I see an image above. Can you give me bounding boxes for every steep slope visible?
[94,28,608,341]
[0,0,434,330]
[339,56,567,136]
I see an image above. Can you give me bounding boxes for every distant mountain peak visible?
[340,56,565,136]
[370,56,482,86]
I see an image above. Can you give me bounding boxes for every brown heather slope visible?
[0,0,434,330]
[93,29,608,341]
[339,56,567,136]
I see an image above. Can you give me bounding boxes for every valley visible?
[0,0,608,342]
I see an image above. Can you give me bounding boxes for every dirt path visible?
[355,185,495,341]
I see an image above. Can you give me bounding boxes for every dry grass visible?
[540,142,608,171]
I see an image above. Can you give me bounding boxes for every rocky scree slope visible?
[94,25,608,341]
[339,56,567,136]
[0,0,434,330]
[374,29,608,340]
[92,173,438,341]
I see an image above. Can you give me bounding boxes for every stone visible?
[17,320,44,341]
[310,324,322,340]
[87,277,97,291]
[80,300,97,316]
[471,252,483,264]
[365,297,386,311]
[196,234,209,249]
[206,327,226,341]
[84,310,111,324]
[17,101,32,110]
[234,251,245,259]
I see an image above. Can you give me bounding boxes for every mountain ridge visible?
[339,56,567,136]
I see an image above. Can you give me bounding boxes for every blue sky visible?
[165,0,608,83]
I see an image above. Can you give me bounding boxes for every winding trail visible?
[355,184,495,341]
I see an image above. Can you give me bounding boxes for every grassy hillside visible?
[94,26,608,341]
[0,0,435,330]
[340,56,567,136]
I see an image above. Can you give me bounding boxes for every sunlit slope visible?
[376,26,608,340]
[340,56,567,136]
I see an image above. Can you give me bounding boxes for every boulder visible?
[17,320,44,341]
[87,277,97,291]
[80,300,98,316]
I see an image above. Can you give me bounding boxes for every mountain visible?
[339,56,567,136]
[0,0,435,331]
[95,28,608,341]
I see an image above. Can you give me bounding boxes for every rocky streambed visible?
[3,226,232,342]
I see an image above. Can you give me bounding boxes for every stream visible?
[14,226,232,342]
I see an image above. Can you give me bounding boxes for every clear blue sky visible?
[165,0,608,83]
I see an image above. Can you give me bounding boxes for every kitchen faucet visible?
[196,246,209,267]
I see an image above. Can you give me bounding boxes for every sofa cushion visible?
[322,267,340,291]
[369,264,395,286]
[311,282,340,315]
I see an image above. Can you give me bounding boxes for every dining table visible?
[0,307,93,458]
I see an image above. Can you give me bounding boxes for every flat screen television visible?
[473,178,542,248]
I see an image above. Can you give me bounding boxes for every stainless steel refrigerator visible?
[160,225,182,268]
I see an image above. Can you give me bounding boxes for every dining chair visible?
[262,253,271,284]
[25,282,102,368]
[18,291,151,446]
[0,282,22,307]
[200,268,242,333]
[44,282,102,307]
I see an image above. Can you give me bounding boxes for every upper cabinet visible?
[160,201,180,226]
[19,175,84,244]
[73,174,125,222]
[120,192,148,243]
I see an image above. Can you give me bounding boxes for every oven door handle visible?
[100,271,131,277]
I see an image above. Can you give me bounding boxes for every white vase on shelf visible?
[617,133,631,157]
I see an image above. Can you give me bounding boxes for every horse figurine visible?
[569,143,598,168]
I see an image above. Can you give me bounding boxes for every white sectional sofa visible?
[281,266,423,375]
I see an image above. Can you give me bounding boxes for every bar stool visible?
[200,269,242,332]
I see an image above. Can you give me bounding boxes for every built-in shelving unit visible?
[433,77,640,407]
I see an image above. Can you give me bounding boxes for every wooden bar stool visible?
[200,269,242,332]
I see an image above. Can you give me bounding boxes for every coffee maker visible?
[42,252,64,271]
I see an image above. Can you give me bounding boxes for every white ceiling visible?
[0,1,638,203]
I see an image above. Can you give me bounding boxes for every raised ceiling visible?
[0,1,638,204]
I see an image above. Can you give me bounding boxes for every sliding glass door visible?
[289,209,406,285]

· · · · · · ·

* _WHAT YOU SHOULD DO_
Put every line of the records above into a JSON list of strings, one string per line, leaving out blank lines.

* _WORKED ANSWER_
[
  "I see an image above. Can you give me bounding boxes for every steep slope visible?",
  "[94,28,608,341]",
  "[0,0,434,330]",
  "[339,56,567,136]",
  "I see an image above. Can you give me bounding boxes for every distant mountain peak visible?",
  "[340,56,565,136]",
  "[370,56,482,86]",
  "I see an image above. Can you give me bounding boxes for every brown heather slope visible?",
  "[0,0,434,330]",
  "[93,29,608,341]",
  "[339,56,567,136]",
  "I see an image above. Can you give me bounding boxes for every valley visible?",
  "[0,0,608,342]",
  "I see an image above. Can you give me bounding boxes for every dirt path visible?",
  "[355,185,495,341]",
  "I see an image above. Can you give me bounding boxes for every dry grass visible?",
  "[540,142,608,171]",
  "I see an image above. Can you give me bounding boxes for every rocky scree slope visible?",
  "[94,25,608,341]",
  "[339,56,567,136]",
  "[0,0,434,330]",
  "[374,29,608,340]",
  "[92,173,438,341]",
  "I see an image above. Can you give me bounding boxes for every stone visible?",
  "[17,320,44,341]",
  "[310,324,322,340]",
  "[87,277,97,291]",
  "[80,300,97,316]",
  "[471,252,483,264]",
  "[365,297,386,311]",
  "[196,234,209,249]",
  "[206,327,226,341]",
  "[84,310,111,324]",
  "[17,101,32,110]",
  "[234,251,245,259]",
  "I see an image above. Can you give me bounding boxes for every mountain ridge visible?",
  "[339,56,567,136]",
  "I see an image above. Can you give me bounding boxes for every blue sky visible?",
  "[165,0,608,83]",
  "I see an image above. Can you give me bounding boxes for every winding trail visible?",
  "[355,184,495,341]",
  "I see an image above. Can you give me bounding boxes for every grassy hillside visible?",
  "[94,26,608,341]",
  "[0,0,435,330]",
  "[340,56,567,136]",
  "I see an image above. Can you give me bounding boxes for every sunlit slope visible?",
  "[376,26,608,340]",
  "[340,56,567,136]",
  "I see an image above. Can you give me bounding boxes for every boulder visible?",
  "[17,320,44,341]",
  "[87,277,97,291]",
  "[80,300,98,316]",
  "I see an image above. Can you give me bounding boxes for every mountain visible?",
  "[339,56,567,136]",
  "[0,0,435,331]",
  "[95,28,608,341]",
  "I see an image above. Can you give me bounding boxes for every rocky streambed visible?",
  "[3,226,232,342]",
  "I see an image above. Can you give me bounding boxes for every stream visible?",
  "[14,226,232,342]",
  "I see an image above. Can you give me bounding boxes for every clear blue sky visible?",
  "[165,0,608,83]",
  "I see an image above. Can you give me bounding boxes for every kitchen faucet visible?",
  "[196,246,209,267]",
  "I see an image above. Can you give me bounding boxes for every sofa cushion visible?",
  "[322,267,340,291]",
  "[369,264,395,286]",
  "[311,282,340,315]",
  "I see an image above. Can you give me bounding boxes for every dining table visible?",
  "[0,307,93,458]",
  "I see an image above. Can you give me bounding boxes for every flat screen television visible?",
  "[473,178,542,248]",
  "I see an image above. Can you give me bounding boxes for every stainless steel refrigerator visible?",
  "[160,225,182,268]",
  "I see an image above. Can you give me bounding boxes for every dining chair visible?",
  "[262,253,271,284]",
  "[25,282,102,368]",
  "[18,291,151,446]",
  "[0,282,22,307]",
  "[200,268,242,333]",
  "[44,282,102,307]",
  "I see an image above. Can you give me bounding boxes for every upper cabinet visible?",
  "[160,201,180,226]",
  "[19,175,84,244]",
  "[73,174,125,222]",
  "[120,192,148,243]",
  "I see an image above. Can you give me bounding boxes for every oven door handle visible?",
  "[100,271,131,277]",
  "I see an image above. Can you give me bounding boxes for every white vase on shelf visible?",
  "[617,133,631,157]",
  "I see an image above. Can you give me bounding boxes for every horse figurine visible?",
  "[569,143,598,168]",
  "I see an image above. Can you give me bounding boxes for every white sectional sofa visible?",
  "[281,266,423,375]",
  "I see an image above. Can you give me bounding boxes for every bar stool visible?",
  "[200,269,242,332]",
  "I see an image above. Can you give me bounding boxes for every built-in shelving unit visible?",
  "[433,77,640,407]",
  "I see an image above. Can you give me bounding boxes for every wooden bar stool visible?",
  "[200,269,242,332]",
  "I see an image above. Can you give me bounding boxes for every coffee maker visible?",
  "[42,252,64,271]",
  "I see an image above. Can you give me bounding boxes for every white ceiling visible?",
  "[0,1,638,203]",
  "I see an image above. Can you give me bounding boxes for every raised ceiling visible?",
  "[0,1,638,204]",
  "I see an image above. Can you give me bounding boxes for every sliding glass door visible?",
  "[289,209,406,285]"
]